In addition, we are interested in surface normals that are visible from a camera; thus, an additional constraint 0≤n z can be placed.

In the original formulation [13], the smoothness constraint (3) is regarded as an objective function to minimize while the rest are treated as hard constraints as
$$ \begin{aligned} & \underset{{\mathbf{N}}}{\text{minimize}} & & \frac{1}{2} ||\mathbf{N}\mathbf{D}||^{2}_{F} \\ & \text{subject to} & & \mathbf{l}^{\top} \mathbf{N} - \mathbf{m}^{\top} = 0, \mathbf{N} \mathbf{F}- \mathbf{G} =\mathbf{0}, \\ &&& \|\mathbf{n}_{i}\|^{2}_{2} = 1, 0 \leq n_{iz}, \quad \forall i \in \{1 \ldots p\}. \end{aligned} $$
(6)

This problem is a non-convex QCQP (quadratically constrained quadratic program) due to the non-convex constraint \(\|\mathbf {n}_{i}\|^{2}_{2} = 1\) and understood as a NP-hard problem. In other words, the computational difficulty arises solely due to the unit norm constraint \(\|\mathbf {n}_{i}\|_{2}^{2} = 1\). The original paper [13] tackled the problem essentially by iteratively solving a relaxed subproblem without the norm constraint. This paper revisits this problem and studies possible relaxations of the norm constraint and their effects.

++++++

▶ **What you should do**:
For each statement below, answer yes or no for whether it agrees with the passage on surface normals, and quote the words from the passage that decide it. 1. The computational difficulty of the problem comes only from the unit norm constraint. 2. In the original formulation, the smoothness constraint is treated as a hard constraint. 3. The original paper solved a relaxed subproblem that kept the norm constraint.

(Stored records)

++++++

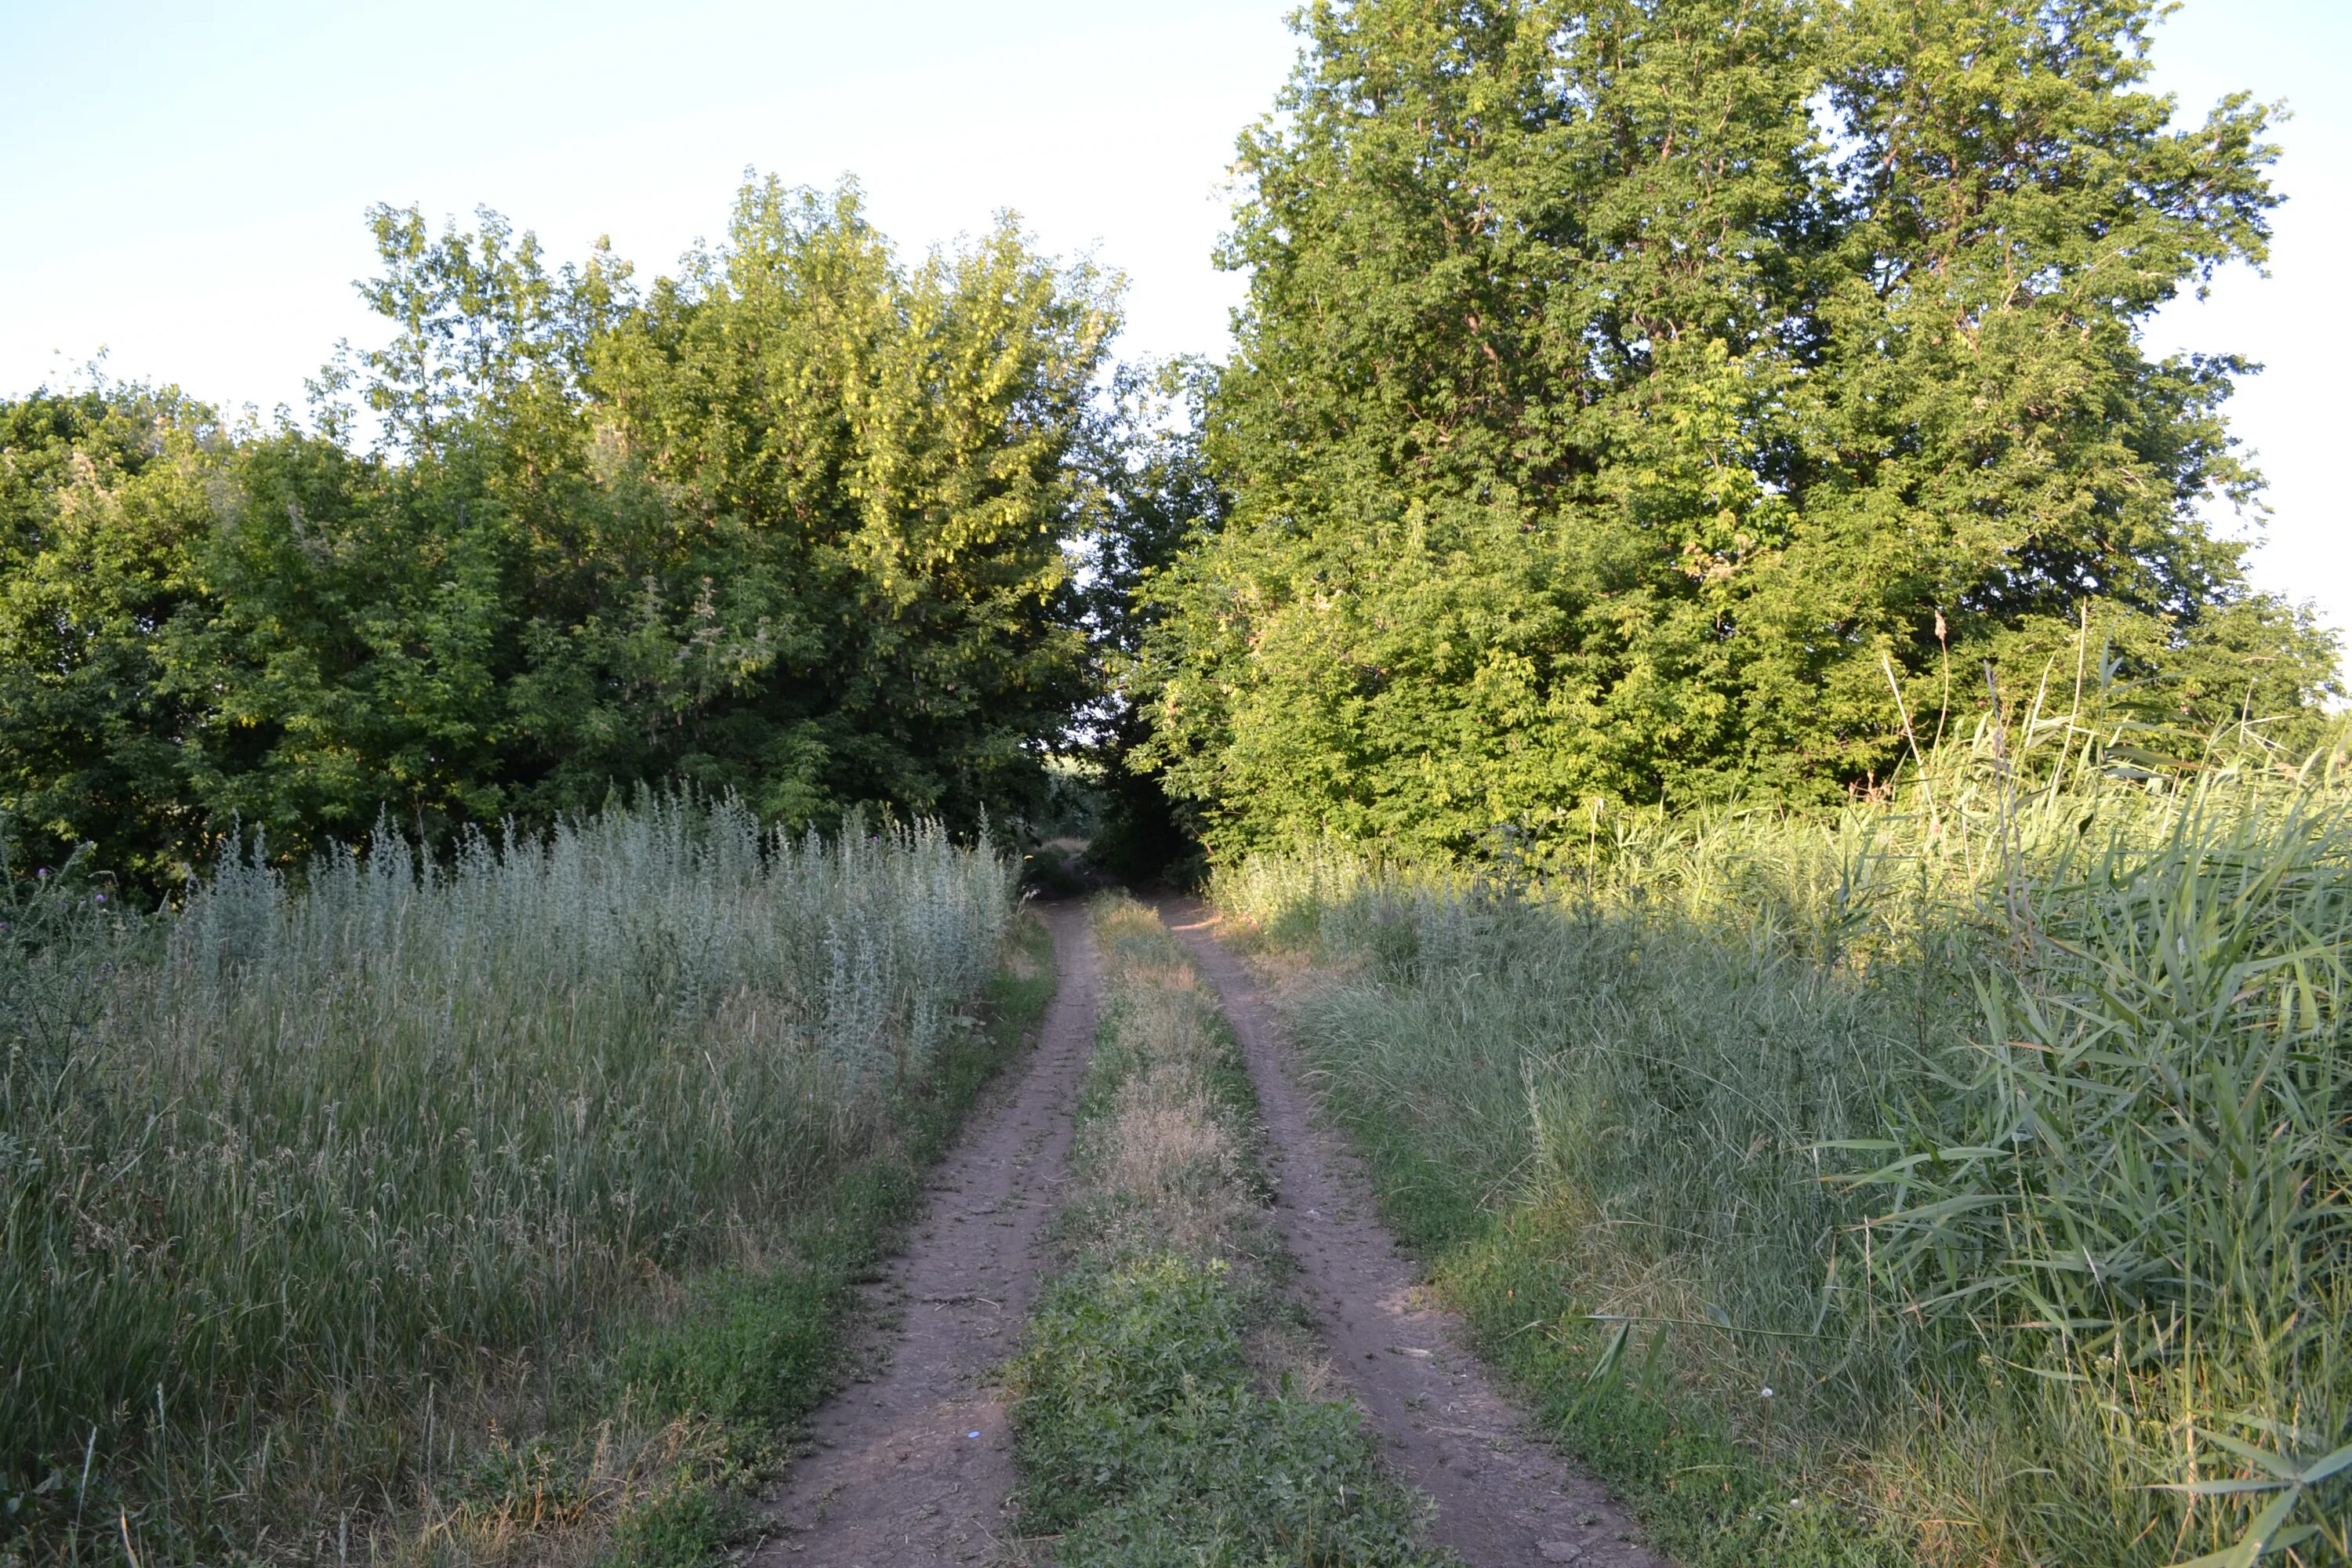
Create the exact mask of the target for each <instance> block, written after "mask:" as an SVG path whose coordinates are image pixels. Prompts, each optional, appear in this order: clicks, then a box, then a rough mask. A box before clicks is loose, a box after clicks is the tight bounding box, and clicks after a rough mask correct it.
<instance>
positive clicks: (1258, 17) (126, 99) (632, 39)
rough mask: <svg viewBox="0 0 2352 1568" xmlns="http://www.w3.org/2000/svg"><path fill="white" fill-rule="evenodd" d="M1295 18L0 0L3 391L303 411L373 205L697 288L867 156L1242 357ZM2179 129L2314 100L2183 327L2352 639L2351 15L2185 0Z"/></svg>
mask: <svg viewBox="0 0 2352 1568" xmlns="http://www.w3.org/2000/svg"><path fill="white" fill-rule="evenodd" d="M1284 9H1287V0H1185V5H1155V7H1148V5H1122V2H1117V0H1096V2H1091V5H1089V2H1082V0H1000V2H997V5H971V2H969V0H964V2H960V5H941V2H929V0H924V2H901V5H887V2H880V5H866V7H851V5H840V2H828V5H811V2H804V0H771V2H769V5H741V2H715V0H675V2H673V5H663V7H644V5H628V7H621V5H612V2H607V0H569V2H564V5H501V2H496V0H473V2H468V5H454V2H449V0H419V2H409V5H397V7H393V5H329V2H322V0H306V2H301V5H292V2H275V5H273V2H259V0H245V2H216V5H200V2H193V0H181V2H176V5H158V2H113V5H108V2H103V0H92V2H82V5H54V2H52V0H0V148H7V153H5V158H0V301H5V303H0V395H16V393H26V390H31V388H35V386H40V383H42V381H49V383H64V381H71V378H75V374H78V367H80V364H85V362H87V360H89V357H92V355H94V353H99V350H101V348H103V350H106V355H108V357H106V369H108V374H113V376H120V378H153V381H176V383H179V386H183V388H186V390H188V393H195V395H198V397H205V400H209V402H216V404H226V407H238V404H261V407H263V409H268V407H273V404H280V402H287V404H296V407H299V404H301V381H303V376H308V374H313V371H315V369H318V364H320V362H322V360H325V357H327V353H329V350H332V346H334V341H336V339H343V336H350V339H358V341H365V339H369V334H372V324H369V317H367V313H365V310H362V308H360V303H358V299H355V294H353V289H350V282H353V280H355V277H362V275H367V273H372V261H374V259H372V252H369V242H367V235H365V228H362V223H360V214H362V209H365V207H367V205H369V202H400V205H407V202H419V205H421V207H423V209H426V214H430V216H433V219H440V216H447V214H456V216H466V214H470V212H473V209H475V207H477V205H487V207H496V209H501V212H506V214H508V216H510V219H513V221H515V223H517V226H520V228H534V230H536V233H539V235H541V240H543V242H546V244H548V249H550V254H553V256H555V259H572V256H579V254H581V252H586V247H588V244H590V242H593V240H595V237H597V235H607V233H609V235H612V240H614V247H616V249H619V252H621V254H623V256H628V259H633V261H635V263H637V266H640V273H642V275H652V273H661V270H668V268H670V266H673V263H675V259H677V256H680V252H684V249H687V247H689V244H691V242H694V240H696V237H703V235H717V233H720V230H722V228H724V219H727V207H729V200H731V195H734V190H736V186H739V183H741V174H743V169H746V167H757V169H760V172H774V174H779V176H783V179H786V181H793V183H833V181H835V179H837V176H842V174H856V176H858V179H861V181H863V183H866V190H868V197H870V209H873V216H875V221H877V223H880V226H882V228H884V233H889V235H891V237H894V240H896V242H898V244H901V247H903V249H908V252H920V249H922V247H927V244H934V242H941V240H950V237H955V235H960V233H974V230H981V228H985V226H988V221H990V214H993V212H997V209H1000V207H1011V209H1016V212H1018V214H1021V216H1023V221H1025V223H1028V228H1030V233H1033V235H1035V237H1037V240H1040V242H1042V244H1044V247H1047V249H1051V252H1061V254H1070V252H1080V249H1091V252H1094V254H1096V259H1098V261H1101V263H1105V266H1110V268H1120V270H1124V273H1127V275H1129V294H1127V313H1129V331H1127V339H1124V346H1122V350H1124V353H1129V355H1145V353H1148V355H1164V353H1209V355H1216V353H1223V348H1225V315H1228V308H1230V306H1232V303H1235V301H1237V299H1240V280H1237V277H1230V275H1221V273H1216V270H1214V266H1211V261H1209V252H1211V247H1214V244H1216V237H1218V233H1221V230H1223V228H1225V197H1223V176H1225V165H1228V160H1230V155H1232V139H1235V134H1237V132H1240V129H1242V127H1244V125H1247V122H1249V120H1254V118H1256V115H1258V113H1263V110H1265V108H1268V106H1270V101H1272V94H1275V87H1277V85H1279V82H1282V78H1284V73H1287V71H1289V61H1291V52H1294V40H1291V35H1289V33H1287V28H1284V24H1282V16H1284ZM2154 59H2157V75H2159V87H2164V89H2171V92H2178V94H2180V99H2183V118H2192V120H2194V118H2201V113H2204V108H2206V106H2209V103H2211V101H2213V99H2216V96H2220V94H2223V92H2230V89H2239V87H2244V89H2251V92H2253V94H2256V96H2260V99H2265V101H2272V99H2286V101H2288V103H2291V106H2293V110H2296V118H2293V120H2291V122H2288V125H2286V127H2284V129H2281V134H2279V141H2284V146H2286V158H2284V160H2281V165H2279V183H2281V188H2284V190H2286V193H2288V197H2291V200H2288V205H2286V207H2284V209H2281V212H2279V219H2277V230H2279V233H2277V254H2274V259H2272V277H2267V280H2263V277H2253V275H2251V273H2249V270H2244V268H2241V270H2239V273H2232V275H2227V277H2225V280H2220V284H2218V287H2216V292H2213V299H2211V301H2206V303H2180V306H2176V308H2173V310H2169V313H2166V315H2164V317H2161V320H2159V322H2157V324H2154V329H2152V339H2150V341H2152V343H2154V346H2157V348H2159V350H2173V348H2197V350H2234V353H2244V355H2249V357H2253V360H2260V362H2265V364H2267V369H2265V374H2263V376H2256V378H2251V381H2249V383H2244V388H2241V393H2239V397H2237V400H2234V404H2232V423H2234V428H2237V433H2239V435H2241V437H2244V440H2246V444H2249V447H2253V449H2256V454H2258V461H2260V465H2263V470H2265V473H2267V475H2270V503H2272V510H2274V520H2272V524H2270V534H2267V545H2265V548H2263V550H2260V552H2258V555H2256V567H2253V574H2256V581H2258V583H2263V585H2265V588H2272V590H2279V592H2286V595H2288V597H2296V599H2312V602H2317V604H2319V609H2321V614H2324V616H2326V618H2328V621H2331V623H2333V625H2336V628H2340V630H2345V632H2347V635H2352V529H2347V515H2345V512H2347V508H2345V501H2343V489H2340V484H2338V482H2336V475H2333V461H2331V456H2328V454H2331V451H2338V449H2340V447H2343V440H2345V437H2343V430H2340V425H2343V423H2345V421H2343V414H2345V407H2347V397H2345V395H2343V393H2340V390H2338V386H2340V376H2343V367H2345V364H2352V329H2347V320H2345V310H2343V306H2340V299H2338V294H2340V287H2338V280H2340V275H2343V259H2345V256H2352V216H2347V214H2352V176H2347V169H2352V106H2347V96H2352V92H2347V87H2352V2H2347V0H2187V2H2185V7H2183V9H2180V12H2178V14H2176V16H2173V19H2171V21H2169V24H2164V26H2161V28H2159V35H2157V52H2154Z"/></svg>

++++++

▶ **Result**:
1. Yes: "the computational difficulty arises solely due to the unit norm constraint"
2. No: "the smoothness constraint (3) is regarded as an objective function to minimize while the rest are treated as hard constraints"
3. No: "iteratively solving a relaxed subproblem without the norm constraint"